» TASK TO CARRY OUT
Starting at the first line of the listing below and ending at the line with "Target | blue and white airplane", copy each line exactly.

» TASK INPUT
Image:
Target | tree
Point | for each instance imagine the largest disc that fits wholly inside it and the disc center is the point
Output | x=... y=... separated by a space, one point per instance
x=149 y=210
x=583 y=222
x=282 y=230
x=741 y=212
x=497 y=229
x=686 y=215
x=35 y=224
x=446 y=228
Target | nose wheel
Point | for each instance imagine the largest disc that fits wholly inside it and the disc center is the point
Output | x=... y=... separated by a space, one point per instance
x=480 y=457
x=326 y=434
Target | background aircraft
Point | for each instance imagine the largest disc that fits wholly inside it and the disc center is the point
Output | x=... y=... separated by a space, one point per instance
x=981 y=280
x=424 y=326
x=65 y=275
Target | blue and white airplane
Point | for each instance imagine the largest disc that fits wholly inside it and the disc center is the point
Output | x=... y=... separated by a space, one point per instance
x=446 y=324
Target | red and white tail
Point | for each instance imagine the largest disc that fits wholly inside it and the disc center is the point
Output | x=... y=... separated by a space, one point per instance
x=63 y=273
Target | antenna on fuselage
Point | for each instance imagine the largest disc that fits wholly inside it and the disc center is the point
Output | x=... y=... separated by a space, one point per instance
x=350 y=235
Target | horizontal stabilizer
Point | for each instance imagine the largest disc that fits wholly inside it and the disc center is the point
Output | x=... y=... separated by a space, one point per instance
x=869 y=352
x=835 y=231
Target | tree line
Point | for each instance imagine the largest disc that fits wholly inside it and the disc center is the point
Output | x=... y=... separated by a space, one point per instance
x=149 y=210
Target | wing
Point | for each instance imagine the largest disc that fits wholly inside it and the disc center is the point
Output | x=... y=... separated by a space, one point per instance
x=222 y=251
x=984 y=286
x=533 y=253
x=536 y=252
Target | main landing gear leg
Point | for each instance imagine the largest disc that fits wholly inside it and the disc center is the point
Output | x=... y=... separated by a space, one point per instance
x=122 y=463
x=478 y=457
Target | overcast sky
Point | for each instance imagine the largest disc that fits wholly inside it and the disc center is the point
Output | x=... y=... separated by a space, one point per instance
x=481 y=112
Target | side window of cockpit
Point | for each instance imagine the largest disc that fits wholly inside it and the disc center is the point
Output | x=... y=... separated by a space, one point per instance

» TASK RESPONSE
Image:
Target | tree
Point | for each instance imagine the largest disc that fits wholly inside it and the disc center is the point
Output | x=... y=... separated by a space, one point per instance
x=149 y=210
x=583 y=222
x=282 y=230
x=741 y=212
x=497 y=229
x=686 y=215
x=35 y=224
x=446 y=228
Target | nose wheel
Point | for each instance imagine the largest disc that fits wholly inside it and the disc center is the point
Output | x=... y=... separated by a space, one point per instance
x=480 y=457
x=326 y=434
Target | background aircraft
Point | for each instance imagine the largest disc that fits wholly inside it and the disc center is the point
Output | x=... y=... separated by a space, one point per instance
x=981 y=280
x=424 y=326
x=65 y=275
Target | blue and white airplane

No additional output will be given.